▸ **EXTRACT PROVIDED**
-.-.-

READ: How to deal with emotional outbursts in teens

What changes may help?

According to Dr Mostert, some learners may need smaller classes with more individual attention. Others might need a learning environment with a more rounded approach or more mental and emotional health assistance.

Learners may also now need a less structured setting or even specialist support to ensure that they overcome challenges and realise their potential in future.

Assisted learning

The Bridge’s principal, Dr Greg Pienaar, says that parents may have noticed some additional or different needs in their children over the past year – even things that weren’t there before. ADHD, ADD, dyslexia, mild autism or anxiety could be among these changes. Children may also have been through illness or trauma that could have affected their academic progress.

He says that few mainstream schools, especially in the current environment, are in a position to provide the focused, yet comprehensive support that these learners may require to perform to the best of their ability and to become confident, empowered and self-actualised.

“If you have noticed or have had confirmed challenges that would require therapy, coaching, greater individual attention or the like, it is worth considering a school which will help your child deal with and overcome these challenges while continuing their academic journey,” says Dr Pienaar.

Online home-schooling
Online home-schooling. Image: iStock

Online schooling

There have been schools who were able to provide high-quality online teachings during lockdowns, continuing their curriculums without interruption. Still, most of them were happy to return to in-person teaching when the time came.

During this process, many children found that the online learning environment suited them better in terms of personality and needs and some have even moved over to online home-schooling permanently. This option has also been in review for many families who have been re-envisioning their futures. Families who are considering to move elsewhere may find online home-schooling the better option as it will allow the child’s routine to stay intact.

Evolve Online School’s principal, Colin Northmore, says that you need to do your research properly when you are considering online home-schooling for your child, though “as the quality of offering varies substantially across the board, and so do outcomes.”

Parents need to also investigate the registration and accreditation status of the institution. They must also look into whether the school can provide the highest quality of academic excellence online, while supporting the integrated development of a child through providing ample interaction with peers and educators.

Northmore says: “When deciding on an online home-school offering, prospective parents must enquire about the efficiency of the technology and the logistics of an offering, as well as whether they will have access to qualified educators to step in and assist them should the need arise.”

-.-.-

[Data items]
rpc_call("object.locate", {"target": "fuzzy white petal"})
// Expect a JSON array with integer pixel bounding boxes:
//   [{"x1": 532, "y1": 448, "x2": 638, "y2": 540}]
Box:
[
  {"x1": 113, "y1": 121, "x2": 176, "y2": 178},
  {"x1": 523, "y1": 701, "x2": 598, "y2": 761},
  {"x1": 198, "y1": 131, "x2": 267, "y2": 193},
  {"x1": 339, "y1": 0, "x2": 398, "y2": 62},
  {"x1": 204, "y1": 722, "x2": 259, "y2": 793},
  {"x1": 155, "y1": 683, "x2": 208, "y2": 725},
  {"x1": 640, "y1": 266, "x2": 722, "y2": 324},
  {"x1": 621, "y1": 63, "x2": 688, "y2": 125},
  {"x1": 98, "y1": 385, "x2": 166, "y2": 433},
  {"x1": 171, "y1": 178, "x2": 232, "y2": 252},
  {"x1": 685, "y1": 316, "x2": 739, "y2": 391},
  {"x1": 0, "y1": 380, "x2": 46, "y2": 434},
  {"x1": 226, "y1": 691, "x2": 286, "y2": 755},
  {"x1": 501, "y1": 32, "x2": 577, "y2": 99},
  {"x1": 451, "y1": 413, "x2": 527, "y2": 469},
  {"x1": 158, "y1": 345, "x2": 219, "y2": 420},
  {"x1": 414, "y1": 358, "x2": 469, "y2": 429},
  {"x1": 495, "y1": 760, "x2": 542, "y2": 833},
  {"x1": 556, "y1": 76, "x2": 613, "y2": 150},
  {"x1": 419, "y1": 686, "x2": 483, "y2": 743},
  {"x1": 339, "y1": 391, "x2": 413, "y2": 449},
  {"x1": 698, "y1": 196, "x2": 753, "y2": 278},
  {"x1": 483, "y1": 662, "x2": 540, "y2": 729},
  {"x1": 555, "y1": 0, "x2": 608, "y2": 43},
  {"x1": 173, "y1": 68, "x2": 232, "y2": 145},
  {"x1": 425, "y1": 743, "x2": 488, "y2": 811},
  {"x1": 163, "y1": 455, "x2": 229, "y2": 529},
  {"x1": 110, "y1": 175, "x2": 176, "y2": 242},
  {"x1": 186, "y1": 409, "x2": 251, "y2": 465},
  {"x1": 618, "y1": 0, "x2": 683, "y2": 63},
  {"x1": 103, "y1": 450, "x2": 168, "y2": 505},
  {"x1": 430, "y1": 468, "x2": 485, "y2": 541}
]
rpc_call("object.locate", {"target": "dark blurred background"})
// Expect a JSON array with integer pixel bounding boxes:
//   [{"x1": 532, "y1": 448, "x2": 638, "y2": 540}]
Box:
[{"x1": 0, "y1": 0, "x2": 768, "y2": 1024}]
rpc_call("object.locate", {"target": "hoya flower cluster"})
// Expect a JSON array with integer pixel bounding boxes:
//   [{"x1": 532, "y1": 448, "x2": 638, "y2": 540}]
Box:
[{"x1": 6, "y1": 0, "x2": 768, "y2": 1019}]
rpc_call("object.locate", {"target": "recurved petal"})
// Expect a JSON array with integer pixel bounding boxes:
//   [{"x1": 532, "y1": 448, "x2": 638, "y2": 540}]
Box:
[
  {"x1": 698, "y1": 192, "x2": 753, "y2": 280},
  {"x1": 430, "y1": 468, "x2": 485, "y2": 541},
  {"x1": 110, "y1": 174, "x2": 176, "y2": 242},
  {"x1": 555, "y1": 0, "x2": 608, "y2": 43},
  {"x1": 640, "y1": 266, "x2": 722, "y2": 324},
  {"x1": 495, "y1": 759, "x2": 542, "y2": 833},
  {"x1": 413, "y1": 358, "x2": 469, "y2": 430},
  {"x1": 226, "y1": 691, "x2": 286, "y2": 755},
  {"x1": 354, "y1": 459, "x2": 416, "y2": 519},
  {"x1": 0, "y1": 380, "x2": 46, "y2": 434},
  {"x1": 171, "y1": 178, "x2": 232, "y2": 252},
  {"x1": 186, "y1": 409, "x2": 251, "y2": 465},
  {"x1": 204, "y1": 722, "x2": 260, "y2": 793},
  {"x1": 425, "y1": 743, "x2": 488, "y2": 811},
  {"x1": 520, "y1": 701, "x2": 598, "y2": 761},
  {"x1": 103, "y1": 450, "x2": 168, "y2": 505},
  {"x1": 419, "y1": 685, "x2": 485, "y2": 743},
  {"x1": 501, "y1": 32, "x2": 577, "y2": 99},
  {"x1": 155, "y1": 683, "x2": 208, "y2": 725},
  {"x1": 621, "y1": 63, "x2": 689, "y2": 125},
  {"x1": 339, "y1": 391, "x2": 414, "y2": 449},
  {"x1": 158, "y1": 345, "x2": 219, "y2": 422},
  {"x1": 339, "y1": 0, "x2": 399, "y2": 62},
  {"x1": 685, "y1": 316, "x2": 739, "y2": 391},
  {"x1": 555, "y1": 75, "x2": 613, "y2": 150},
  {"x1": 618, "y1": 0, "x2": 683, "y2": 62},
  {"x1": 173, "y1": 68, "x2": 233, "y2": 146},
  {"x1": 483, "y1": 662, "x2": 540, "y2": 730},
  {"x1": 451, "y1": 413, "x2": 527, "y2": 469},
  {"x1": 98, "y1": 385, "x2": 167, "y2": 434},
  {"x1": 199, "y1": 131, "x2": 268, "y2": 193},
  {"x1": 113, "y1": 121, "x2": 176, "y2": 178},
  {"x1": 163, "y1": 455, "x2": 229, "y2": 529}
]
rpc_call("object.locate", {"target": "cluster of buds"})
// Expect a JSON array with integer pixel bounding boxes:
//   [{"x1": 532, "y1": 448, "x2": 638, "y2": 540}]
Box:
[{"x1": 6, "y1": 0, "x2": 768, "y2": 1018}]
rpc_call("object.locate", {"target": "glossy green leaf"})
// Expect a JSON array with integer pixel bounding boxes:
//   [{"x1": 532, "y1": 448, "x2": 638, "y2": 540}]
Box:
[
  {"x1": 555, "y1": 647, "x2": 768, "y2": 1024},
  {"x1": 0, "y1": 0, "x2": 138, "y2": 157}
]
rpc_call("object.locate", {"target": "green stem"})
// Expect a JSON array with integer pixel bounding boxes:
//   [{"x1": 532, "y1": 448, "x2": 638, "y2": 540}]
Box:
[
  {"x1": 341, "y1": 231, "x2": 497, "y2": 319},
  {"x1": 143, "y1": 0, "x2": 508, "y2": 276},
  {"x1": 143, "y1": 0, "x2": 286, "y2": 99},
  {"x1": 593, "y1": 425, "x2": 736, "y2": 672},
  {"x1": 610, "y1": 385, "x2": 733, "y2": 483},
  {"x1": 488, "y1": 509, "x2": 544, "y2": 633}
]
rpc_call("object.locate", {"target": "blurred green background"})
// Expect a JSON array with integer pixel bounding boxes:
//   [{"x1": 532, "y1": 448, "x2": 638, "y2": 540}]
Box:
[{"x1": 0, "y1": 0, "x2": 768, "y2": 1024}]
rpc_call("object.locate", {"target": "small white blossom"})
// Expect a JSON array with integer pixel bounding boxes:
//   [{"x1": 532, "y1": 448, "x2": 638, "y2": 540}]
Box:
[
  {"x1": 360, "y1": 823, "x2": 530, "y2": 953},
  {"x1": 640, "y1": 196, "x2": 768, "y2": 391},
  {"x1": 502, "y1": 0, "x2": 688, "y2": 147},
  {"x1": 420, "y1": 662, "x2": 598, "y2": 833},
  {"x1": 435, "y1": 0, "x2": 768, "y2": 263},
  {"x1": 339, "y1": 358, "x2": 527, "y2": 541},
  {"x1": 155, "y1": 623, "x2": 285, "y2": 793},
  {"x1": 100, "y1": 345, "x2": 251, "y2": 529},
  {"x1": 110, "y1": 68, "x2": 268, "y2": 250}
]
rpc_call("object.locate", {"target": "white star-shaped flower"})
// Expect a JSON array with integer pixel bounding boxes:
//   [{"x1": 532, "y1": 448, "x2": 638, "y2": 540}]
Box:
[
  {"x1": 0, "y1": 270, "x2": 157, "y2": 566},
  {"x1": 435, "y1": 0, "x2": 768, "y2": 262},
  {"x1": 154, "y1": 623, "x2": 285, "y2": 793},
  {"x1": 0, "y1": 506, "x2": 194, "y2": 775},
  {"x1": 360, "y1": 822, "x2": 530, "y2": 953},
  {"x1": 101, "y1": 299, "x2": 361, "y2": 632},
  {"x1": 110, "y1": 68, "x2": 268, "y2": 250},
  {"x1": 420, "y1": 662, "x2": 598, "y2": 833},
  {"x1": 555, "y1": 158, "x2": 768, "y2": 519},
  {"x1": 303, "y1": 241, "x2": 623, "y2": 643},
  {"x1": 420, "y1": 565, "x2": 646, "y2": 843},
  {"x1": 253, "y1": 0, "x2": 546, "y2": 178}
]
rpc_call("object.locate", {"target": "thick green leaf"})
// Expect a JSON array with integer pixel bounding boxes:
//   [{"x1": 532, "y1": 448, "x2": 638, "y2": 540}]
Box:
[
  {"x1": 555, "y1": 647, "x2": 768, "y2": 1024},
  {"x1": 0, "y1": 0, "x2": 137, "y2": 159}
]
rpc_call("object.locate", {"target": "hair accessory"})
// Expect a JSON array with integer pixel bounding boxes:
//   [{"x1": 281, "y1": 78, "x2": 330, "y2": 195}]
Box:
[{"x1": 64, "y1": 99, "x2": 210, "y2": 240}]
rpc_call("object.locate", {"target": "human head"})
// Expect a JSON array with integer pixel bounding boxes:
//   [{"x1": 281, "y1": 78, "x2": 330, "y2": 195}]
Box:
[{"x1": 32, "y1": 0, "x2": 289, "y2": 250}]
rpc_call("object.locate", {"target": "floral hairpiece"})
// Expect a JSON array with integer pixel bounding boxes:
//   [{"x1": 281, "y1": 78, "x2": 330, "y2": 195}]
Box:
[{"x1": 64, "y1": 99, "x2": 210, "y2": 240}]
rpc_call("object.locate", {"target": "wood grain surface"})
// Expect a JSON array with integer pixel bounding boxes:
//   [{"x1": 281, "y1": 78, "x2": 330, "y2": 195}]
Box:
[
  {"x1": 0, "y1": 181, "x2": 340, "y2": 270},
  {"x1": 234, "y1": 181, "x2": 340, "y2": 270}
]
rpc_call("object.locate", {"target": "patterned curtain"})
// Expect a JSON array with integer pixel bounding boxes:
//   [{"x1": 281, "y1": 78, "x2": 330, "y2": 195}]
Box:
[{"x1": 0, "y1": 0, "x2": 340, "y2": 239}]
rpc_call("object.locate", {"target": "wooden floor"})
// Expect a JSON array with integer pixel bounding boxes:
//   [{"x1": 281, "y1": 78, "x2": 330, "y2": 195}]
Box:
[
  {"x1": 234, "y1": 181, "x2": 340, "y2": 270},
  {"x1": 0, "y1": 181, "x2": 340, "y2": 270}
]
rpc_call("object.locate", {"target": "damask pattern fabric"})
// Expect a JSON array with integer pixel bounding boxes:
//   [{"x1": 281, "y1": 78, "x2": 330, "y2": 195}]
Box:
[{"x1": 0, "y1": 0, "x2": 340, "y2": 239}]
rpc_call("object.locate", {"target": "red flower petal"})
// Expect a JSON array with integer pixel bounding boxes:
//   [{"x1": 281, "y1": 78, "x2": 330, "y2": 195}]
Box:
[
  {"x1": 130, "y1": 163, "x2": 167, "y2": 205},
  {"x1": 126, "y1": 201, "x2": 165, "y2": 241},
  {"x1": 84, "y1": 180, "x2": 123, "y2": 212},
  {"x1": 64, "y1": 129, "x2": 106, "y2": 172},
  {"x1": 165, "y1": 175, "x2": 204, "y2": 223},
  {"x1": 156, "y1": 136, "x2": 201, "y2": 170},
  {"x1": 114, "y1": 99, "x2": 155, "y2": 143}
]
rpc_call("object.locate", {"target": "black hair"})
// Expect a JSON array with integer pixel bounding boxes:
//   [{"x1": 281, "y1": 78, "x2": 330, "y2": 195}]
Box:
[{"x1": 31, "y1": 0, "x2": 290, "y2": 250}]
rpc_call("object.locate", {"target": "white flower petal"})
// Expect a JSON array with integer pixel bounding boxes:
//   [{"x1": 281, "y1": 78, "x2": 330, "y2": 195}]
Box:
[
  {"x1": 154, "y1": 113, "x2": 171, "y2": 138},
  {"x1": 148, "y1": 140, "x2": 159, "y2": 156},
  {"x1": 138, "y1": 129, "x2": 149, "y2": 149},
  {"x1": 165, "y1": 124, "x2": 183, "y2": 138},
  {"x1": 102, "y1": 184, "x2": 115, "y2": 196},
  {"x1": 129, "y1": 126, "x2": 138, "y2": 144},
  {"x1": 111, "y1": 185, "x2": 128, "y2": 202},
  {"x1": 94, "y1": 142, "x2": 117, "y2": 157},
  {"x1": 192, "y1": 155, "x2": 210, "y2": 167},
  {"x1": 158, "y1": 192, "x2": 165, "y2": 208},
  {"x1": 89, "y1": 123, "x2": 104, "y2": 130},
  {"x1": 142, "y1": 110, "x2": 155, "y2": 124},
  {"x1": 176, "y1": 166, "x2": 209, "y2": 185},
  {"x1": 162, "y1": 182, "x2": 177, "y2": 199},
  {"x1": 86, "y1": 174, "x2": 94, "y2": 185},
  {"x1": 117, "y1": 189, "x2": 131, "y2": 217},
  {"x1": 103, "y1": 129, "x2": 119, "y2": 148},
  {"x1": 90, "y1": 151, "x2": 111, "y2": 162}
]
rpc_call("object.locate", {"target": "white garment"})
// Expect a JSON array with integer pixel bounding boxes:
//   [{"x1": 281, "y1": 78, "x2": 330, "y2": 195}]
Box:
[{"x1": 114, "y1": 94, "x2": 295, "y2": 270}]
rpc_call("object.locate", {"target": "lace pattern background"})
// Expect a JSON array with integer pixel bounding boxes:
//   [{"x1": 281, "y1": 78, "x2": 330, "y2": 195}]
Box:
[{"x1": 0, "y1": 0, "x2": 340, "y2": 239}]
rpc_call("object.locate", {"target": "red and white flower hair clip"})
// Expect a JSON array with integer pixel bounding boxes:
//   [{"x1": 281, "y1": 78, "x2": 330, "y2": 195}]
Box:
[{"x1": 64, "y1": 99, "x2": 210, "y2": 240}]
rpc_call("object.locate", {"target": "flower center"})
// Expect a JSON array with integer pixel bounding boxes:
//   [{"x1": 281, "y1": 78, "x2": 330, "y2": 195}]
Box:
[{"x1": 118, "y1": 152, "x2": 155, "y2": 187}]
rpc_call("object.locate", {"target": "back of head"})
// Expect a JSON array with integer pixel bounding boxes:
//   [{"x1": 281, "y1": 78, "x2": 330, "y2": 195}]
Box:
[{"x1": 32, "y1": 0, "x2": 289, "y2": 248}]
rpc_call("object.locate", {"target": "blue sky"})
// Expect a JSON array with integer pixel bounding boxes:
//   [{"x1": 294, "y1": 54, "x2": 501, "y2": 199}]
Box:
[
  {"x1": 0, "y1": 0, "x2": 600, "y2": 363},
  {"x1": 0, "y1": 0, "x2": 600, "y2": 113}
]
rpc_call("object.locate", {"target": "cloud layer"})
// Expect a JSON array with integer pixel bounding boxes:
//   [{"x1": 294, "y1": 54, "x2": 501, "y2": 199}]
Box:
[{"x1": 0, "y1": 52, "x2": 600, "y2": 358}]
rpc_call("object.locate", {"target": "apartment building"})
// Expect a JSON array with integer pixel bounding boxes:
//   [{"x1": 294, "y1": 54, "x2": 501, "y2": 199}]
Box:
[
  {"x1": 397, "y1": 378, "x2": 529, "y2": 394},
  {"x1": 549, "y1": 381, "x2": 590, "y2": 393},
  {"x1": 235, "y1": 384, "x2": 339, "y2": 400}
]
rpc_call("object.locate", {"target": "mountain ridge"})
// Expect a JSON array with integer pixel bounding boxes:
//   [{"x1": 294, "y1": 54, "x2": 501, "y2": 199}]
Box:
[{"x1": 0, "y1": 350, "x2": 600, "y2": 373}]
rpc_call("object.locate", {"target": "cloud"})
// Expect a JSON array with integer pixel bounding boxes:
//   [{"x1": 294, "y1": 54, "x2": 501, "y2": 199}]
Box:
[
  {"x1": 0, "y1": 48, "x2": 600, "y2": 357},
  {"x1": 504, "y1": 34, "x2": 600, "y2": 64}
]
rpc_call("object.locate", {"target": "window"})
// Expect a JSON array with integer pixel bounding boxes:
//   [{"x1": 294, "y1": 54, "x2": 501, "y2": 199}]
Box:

-.-.-

▸ **PARTS OF THE EXERCISE**
1) According to the article, who is the principal of Evolve Online School?
2) Please reproduce the article word for word, starting at "READ: How to" and ending at "their academic progress.".
You can ignore the listing.

▸ **RESULTS**
1) Colin Northmore

2)
READ: How to deal with emotional outbursts in teens

What changes may help?

According to Dr Mostert, some learners may need smaller classes with more individual attention. Others might need a learning environment with a more rounded approach or more mental and emotional health assistance.

Learners may also now need a less structured setting or even specialist support to ensure that they overcome challenges and realise their potential in future.

Assisted learning

The Bridge’s principal, Dr Greg Pienaar, says that parents may have noticed some additional or different needs in their children over the past year – even things that weren’t there before. ADHD, ADD, dyslexia, mild autism or anxiety could be among these changes. Children may also have been through illness or trauma that could have affected their academic progress.